WHAT TO WORK ON:
Only one range belongs in the answer: the line holding "Would you mind pointing out the green sign" through the last line of the records, reproduced as is.

╭──

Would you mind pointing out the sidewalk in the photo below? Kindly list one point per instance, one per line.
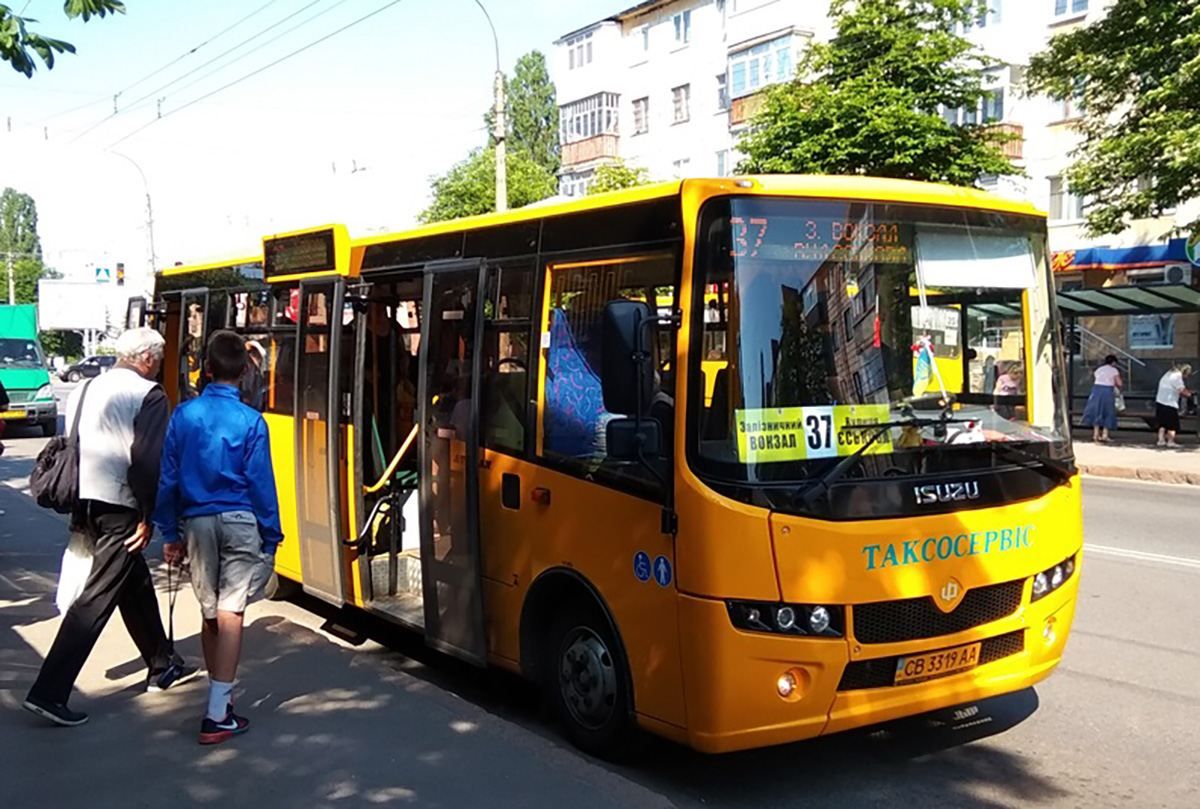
(1133, 455)
(334, 725)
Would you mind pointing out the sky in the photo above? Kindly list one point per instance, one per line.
(400, 97)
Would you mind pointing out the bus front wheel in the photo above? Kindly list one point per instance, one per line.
(587, 682)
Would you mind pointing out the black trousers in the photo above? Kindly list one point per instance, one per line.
(118, 579)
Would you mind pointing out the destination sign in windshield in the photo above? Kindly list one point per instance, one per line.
(817, 239)
(306, 252)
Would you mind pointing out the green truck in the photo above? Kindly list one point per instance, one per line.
(23, 371)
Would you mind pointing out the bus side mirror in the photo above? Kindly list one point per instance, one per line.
(625, 367)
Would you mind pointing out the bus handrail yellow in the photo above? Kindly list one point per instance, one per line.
(395, 462)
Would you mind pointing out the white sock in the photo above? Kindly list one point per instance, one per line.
(219, 700)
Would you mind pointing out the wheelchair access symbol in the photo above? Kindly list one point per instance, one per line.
(642, 565)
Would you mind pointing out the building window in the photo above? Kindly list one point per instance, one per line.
(1065, 205)
(588, 117)
(1063, 7)
(641, 115)
(681, 99)
(683, 27)
(579, 51)
(753, 69)
(723, 162)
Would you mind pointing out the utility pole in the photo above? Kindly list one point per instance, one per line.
(499, 130)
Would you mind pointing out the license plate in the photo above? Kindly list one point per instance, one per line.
(929, 665)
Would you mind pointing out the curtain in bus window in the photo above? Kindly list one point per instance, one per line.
(575, 415)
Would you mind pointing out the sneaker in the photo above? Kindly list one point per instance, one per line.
(58, 713)
(214, 732)
(173, 675)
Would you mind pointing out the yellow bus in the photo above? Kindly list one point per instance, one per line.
(667, 451)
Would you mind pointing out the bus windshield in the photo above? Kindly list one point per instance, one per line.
(822, 319)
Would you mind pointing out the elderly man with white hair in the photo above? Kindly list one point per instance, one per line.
(121, 429)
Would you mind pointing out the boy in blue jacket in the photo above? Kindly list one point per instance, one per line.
(217, 505)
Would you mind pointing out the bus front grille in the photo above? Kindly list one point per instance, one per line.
(881, 672)
(917, 618)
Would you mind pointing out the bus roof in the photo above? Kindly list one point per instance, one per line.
(796, 185)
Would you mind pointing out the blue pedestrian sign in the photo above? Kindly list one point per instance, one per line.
(642, 565)
(663, 571)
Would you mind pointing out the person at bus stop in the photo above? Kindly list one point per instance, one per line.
(1171, 388)
(1101, 412)
(120, 432)
(217, 505)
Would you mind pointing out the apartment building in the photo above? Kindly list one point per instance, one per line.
(667, 84)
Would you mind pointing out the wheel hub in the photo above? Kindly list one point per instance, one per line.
(587, 678)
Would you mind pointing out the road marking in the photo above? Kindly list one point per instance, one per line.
(1144, 556)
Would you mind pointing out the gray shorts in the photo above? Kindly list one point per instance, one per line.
(229, 569)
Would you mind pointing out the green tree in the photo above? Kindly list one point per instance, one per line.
(1137, 78)
(617, 175)
(19, 45)
(532, 111)
(469, 186)
(870, 100)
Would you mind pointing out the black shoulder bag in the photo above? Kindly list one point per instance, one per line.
(54, 481)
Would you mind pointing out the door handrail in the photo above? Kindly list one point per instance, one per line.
(395, 462)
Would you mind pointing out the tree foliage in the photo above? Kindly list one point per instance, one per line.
(869, 101)
(531, 111)
(1138, 71)
(616, 175)
(19, 45)
(469, 186)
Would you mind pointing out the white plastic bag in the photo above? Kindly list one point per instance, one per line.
(76, 569)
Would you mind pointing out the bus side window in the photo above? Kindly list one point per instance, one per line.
(574, 420)
(507, 354)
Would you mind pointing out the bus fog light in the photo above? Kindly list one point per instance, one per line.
(819, 619)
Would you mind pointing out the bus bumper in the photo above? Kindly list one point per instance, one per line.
(731, 676)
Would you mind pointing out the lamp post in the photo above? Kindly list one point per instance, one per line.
(145, 185)
(499, 129)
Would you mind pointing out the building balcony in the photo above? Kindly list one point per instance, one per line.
(744, 108)
(1011, 139)
(589, 149)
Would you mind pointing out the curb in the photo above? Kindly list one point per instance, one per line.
(1177, 477)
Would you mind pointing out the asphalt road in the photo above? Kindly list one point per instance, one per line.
(1115, 726)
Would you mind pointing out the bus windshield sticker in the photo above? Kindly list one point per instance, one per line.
(801, 433)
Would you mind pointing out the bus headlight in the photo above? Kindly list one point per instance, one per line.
(1051, 579)
(807, 619)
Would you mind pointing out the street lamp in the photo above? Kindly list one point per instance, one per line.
(145, 185)
(498, 126)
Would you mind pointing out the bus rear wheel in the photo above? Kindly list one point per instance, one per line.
(587, 681)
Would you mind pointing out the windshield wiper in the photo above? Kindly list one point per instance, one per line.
(1050, 467)
(821, 485)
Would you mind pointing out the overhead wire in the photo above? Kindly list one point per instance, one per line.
(199, 67)
(257, 71)
(155, 72)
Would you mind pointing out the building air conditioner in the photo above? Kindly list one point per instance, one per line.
(1177, 274)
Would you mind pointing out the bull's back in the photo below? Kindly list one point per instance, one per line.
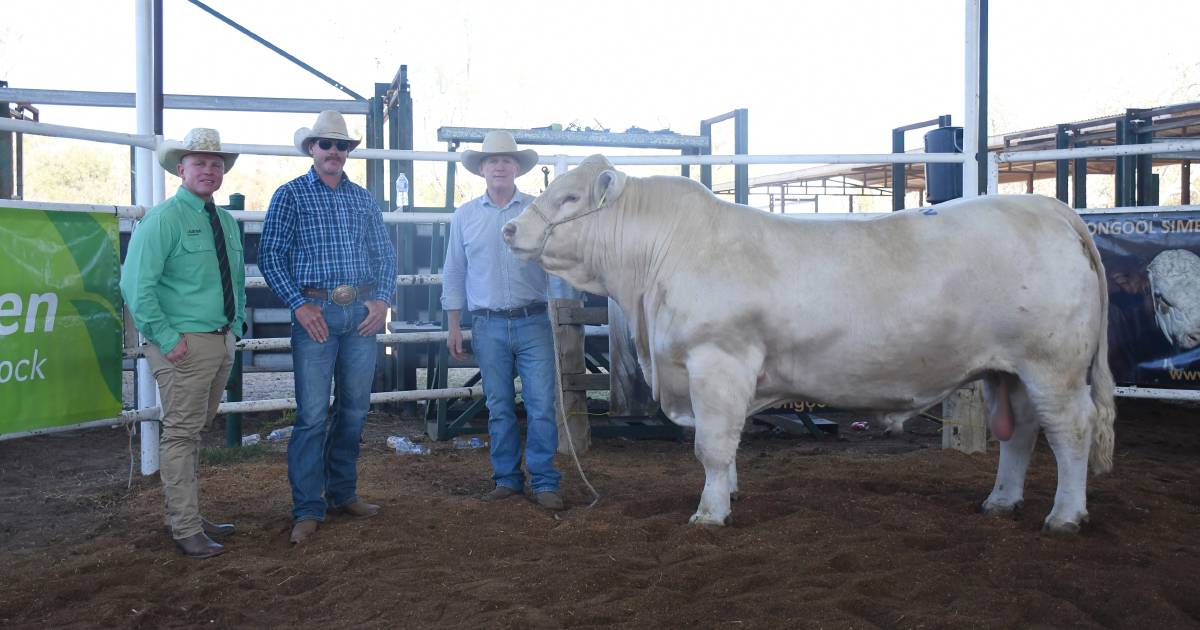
(970, 286)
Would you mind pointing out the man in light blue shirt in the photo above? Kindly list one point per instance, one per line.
(511, 333)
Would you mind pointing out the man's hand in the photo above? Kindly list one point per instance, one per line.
(313, 322)
(178, 352)
(454, 337)
(377, 310)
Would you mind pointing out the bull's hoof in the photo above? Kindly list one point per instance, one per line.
(709, 520)
(1011, 510)
(1056, 526)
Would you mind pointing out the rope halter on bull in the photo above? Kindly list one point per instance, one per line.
(552, 225)
(558, 366)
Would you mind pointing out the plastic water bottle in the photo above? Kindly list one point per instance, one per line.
(403, 445)
(401, 191)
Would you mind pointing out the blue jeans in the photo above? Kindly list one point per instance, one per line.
(324, 449)
(505, 348)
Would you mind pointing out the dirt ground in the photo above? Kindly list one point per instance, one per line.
(857, 532)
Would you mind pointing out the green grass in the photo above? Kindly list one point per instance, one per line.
(237, 454)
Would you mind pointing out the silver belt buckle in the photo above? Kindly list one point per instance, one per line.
(343, 294)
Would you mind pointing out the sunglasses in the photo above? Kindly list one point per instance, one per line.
(325, 144)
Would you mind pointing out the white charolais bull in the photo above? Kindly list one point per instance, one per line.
(1175, 285)
(735, 310)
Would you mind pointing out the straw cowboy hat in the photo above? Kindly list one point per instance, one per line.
(329, 125)
(198, 141)
(499, 143)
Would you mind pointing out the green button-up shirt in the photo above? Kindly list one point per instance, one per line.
(171, 280)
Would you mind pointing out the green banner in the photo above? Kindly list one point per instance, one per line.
(60, 318)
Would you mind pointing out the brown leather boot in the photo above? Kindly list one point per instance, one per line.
(210, 528)
(198, 546)
(216, 529)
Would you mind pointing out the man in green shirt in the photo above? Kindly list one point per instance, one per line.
(185, 285)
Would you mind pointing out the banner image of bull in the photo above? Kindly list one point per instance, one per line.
(735, 310)
(1153, 275)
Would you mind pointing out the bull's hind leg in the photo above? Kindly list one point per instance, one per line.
(1065, 408)
(1008, 492)
(720, 387)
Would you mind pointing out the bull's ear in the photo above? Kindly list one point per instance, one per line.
(607, 186)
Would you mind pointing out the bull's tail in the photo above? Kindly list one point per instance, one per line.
(1103, 387)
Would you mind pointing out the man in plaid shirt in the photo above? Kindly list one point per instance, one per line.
(325, 253)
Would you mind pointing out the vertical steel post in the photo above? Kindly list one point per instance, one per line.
(143, 191)
(742, 147)
(1126, 166)
(1061, 141)
(1146, 183)
(7, 174)
(971, 129)
(234, 384)
(1186, 183)
(899, 178)
(983, 96)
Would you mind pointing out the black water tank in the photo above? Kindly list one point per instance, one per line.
(943, 181)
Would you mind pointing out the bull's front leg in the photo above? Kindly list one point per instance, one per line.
(720, 388)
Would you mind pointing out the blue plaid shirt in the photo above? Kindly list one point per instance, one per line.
(321, 238)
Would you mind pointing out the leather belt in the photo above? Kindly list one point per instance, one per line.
(341, 294)
(511, 313)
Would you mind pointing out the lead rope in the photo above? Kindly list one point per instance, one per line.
(561, 411)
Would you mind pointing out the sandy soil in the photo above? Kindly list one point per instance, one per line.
(859, 532)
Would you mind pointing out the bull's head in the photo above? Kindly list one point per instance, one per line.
(1175, 285)
(555, 229)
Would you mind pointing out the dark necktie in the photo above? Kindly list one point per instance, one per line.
(222, 261)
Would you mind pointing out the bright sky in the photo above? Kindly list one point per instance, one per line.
(816, 77)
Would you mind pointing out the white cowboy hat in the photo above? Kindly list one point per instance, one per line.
(329, 125)
(499, 143)
(198, 141)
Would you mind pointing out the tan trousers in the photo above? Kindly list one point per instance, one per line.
(190, 390)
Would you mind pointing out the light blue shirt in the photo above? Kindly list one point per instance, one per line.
(480, 270)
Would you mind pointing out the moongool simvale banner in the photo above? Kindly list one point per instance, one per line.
(60, 318)
(1153, 275)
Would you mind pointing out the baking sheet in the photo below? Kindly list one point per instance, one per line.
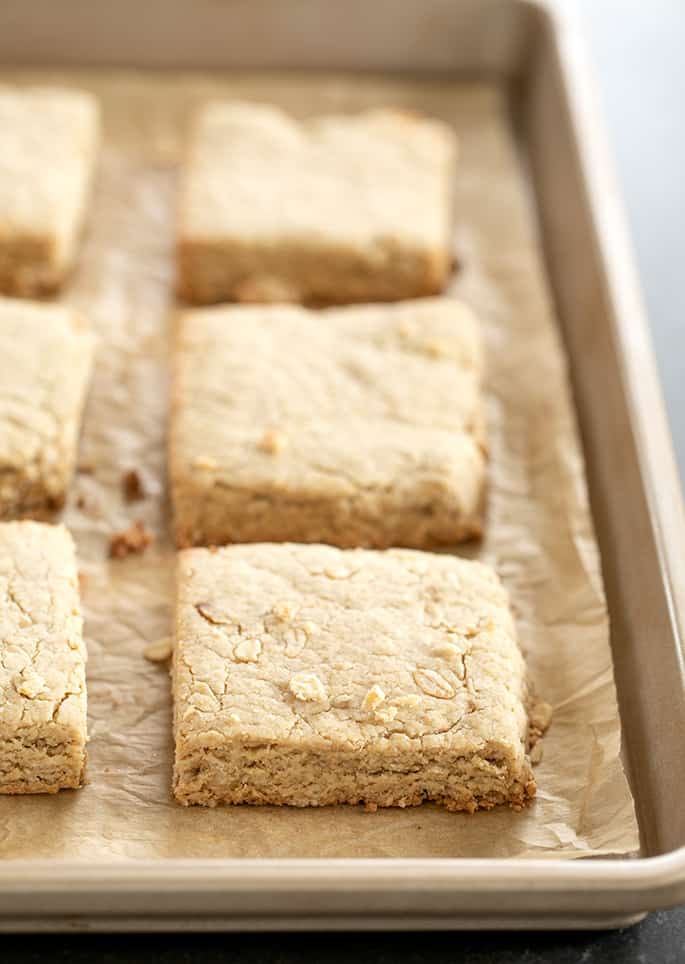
(539, 532)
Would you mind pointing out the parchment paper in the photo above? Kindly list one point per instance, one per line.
(539, 530)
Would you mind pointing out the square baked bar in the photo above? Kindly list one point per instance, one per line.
(357, 426)
(334, 210)
(46, 360)
(48, 143)
(307, 675)
(42, 661)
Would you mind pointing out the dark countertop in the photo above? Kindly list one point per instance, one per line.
(640, 71)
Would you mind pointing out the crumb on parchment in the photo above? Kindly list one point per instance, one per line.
(133, 540)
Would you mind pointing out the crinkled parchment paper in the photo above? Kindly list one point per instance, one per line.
(539, 532)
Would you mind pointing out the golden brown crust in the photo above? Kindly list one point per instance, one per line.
(310, 676)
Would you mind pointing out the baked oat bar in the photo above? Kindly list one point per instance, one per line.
(361, 426)
(42, 661)
(48, 144)
(334, 210)
(307, 675)
(46, 359)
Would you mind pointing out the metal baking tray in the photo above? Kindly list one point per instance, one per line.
(634, 487)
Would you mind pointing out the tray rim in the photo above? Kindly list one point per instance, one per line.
(643, 883)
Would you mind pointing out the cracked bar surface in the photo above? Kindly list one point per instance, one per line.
(48, 143)
(308, 676)
(46, 357)
(357, 426)
(334, 210)
(42, 661)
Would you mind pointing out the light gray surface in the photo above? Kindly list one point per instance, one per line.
(636, 49)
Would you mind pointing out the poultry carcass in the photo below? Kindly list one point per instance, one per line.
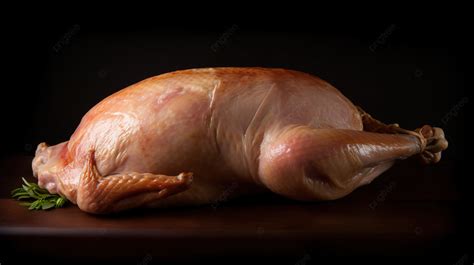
(184, 137)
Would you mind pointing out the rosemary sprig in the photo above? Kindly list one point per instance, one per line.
(36, 198)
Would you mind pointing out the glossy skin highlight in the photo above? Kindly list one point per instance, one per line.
(264, 129)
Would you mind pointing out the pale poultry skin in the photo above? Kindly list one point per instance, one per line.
(184, 137)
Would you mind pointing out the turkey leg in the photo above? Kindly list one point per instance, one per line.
(305, 163)
(97, 194)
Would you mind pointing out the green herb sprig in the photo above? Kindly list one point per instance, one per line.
(36, 198)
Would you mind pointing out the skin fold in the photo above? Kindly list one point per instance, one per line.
(185, 137)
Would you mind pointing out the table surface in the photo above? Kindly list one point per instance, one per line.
(410, 209)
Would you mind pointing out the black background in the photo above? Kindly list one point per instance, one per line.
(56, 71)
(416, 75)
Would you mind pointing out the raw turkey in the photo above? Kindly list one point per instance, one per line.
(203, 135)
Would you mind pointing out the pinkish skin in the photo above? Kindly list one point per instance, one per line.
(226, 125)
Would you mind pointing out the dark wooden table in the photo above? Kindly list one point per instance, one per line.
(410, 213)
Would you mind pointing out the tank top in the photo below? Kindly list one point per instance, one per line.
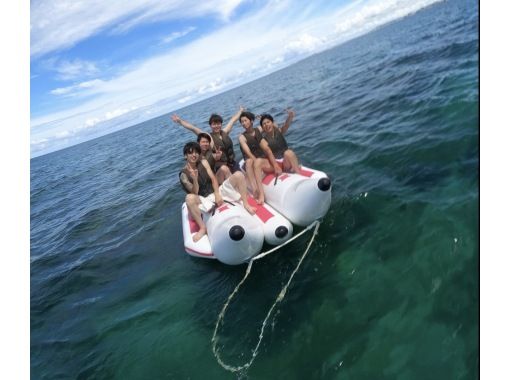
(226, 145)
(204, 182)
(277, 143)
(253, 143)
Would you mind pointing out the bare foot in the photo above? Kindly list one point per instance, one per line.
(199, 235)
(251, 210)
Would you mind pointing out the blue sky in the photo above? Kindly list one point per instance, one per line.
(98, 66)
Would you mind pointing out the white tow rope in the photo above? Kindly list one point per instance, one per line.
(214, 339)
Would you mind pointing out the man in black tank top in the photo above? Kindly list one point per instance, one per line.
(221, 142)
(202, 190)
(204, 140)
(257, 155)
(274, 136)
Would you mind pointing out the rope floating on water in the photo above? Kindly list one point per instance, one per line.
(214, 339)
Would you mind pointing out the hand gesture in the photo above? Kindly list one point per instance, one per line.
(176, 119)
(290, 112)
(218, 199)
(194, 173)
(217, 154)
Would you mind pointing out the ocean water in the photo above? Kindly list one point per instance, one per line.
(390, 287)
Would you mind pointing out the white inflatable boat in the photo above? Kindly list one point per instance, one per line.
(300, 197)
(234, 236)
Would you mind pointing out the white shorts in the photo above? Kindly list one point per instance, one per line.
(227, 192)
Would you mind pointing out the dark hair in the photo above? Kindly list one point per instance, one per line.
(265, 116)
(247, 114)
(203, 135)
(215, 118)
(191, 147)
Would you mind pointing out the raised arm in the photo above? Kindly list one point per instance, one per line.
(290, 117)
(217, 196)
(270, 156)
(185, 124)
(245, 148)
(191, 187)
(233, 119)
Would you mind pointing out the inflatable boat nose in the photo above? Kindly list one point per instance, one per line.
(236, 233)
(281, 232)
(324, 184)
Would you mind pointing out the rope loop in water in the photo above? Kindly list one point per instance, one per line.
(280, 297)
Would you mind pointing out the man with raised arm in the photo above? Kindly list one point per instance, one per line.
(202, 189)
(274, 137)
(258, 156)
(225, 163)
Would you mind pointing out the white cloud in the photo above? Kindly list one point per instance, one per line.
(175, 35)
(60, 24)
(304, 43)
(262, 44)
(76, 68)
(76, 88)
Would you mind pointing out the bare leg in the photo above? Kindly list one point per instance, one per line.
(290, 161)
(239, 183)
(222, 174)
(261, 165)
(250, 174)
(192, 201)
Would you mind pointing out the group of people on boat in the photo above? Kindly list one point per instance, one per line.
(212, 174)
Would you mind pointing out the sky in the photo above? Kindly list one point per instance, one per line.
(99, 66)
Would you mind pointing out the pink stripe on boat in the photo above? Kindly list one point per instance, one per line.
(263, 213)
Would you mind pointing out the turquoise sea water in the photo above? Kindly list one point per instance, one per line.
(390, 288)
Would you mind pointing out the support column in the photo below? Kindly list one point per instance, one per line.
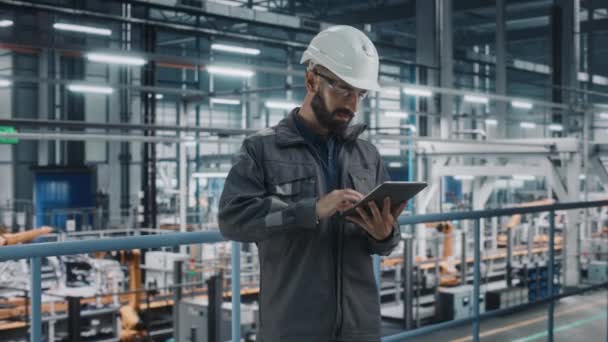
(501, 68)
(565, 28)
(571, 239)
(447, 65)
(427, 60)
(148, 185)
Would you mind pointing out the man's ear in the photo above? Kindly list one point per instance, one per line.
(311, 81)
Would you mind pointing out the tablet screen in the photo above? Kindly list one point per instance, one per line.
(398, 192)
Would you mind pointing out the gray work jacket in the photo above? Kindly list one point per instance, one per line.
(317, 282)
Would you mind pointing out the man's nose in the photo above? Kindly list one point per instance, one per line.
(352, 103)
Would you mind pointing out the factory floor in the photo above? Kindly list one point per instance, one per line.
(577, 318)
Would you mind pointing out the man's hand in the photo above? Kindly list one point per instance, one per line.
(337, 200)
(380, 224)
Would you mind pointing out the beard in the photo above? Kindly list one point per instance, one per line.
(329, 120)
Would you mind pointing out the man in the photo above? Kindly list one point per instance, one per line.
(287, 189)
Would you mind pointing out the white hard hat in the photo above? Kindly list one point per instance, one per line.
(348, 53)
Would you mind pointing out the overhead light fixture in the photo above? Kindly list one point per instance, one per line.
(556, 127)
(235, 49)
(521, 104)
(402, 115)
(115, 59)
(231, 102)
(83, 29)
(476, 99)
(157, 96)
(84, 88)
(464, 177)
(204, 175)
(417, 92)
(527, 124)
(229, 71)
(524, 177)
(410, 127)
(280, 105)
(390, 92)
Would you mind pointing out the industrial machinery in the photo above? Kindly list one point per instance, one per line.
(456, 303)
(193, 320)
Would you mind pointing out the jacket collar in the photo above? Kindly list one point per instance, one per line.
(288, 134)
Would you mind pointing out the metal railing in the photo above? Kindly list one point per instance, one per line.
(36, 251)
(476, 318)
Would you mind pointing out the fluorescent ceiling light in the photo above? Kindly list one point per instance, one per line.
(464, 177)
(115, 59)
(83, 88)
(527, 124)
(280, 105)
(556, 127)
(521, 104)
(235, 49)
(232, 102)
(410, 127)
(476, 99)
(229, 71)
(83, 29)
(524, 177)
(210, 175)
(402, 115)
(417, 92)
(390, 91)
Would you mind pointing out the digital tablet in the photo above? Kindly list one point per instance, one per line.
(398, 192)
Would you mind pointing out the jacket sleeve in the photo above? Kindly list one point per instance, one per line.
(248, 214)
(384, 247)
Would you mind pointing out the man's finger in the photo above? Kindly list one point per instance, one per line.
(356, 221)
(386, 208)
(354, 193)
(399, 210)
(375, 212)
(366, 219)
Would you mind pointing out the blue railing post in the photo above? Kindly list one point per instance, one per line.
(550, 272)
(376, 265)
(35, 300)
(476, 279)
(236, 291)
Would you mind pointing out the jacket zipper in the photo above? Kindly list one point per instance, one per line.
(336, 241)
(339, 312)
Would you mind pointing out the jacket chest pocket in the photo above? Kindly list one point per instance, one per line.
(363, 180)
(291, 182)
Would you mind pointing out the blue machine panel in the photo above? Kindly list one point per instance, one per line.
(57, 191)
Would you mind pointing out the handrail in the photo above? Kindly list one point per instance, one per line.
(475, 214)
(46, 249)
(37, 250)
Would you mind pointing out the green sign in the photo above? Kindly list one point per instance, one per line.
(7, 129)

╰──

REPLY:
Would you mind pointing out the green sign in the photo above? Kindly list one point per instance, one per line.
(7, 129)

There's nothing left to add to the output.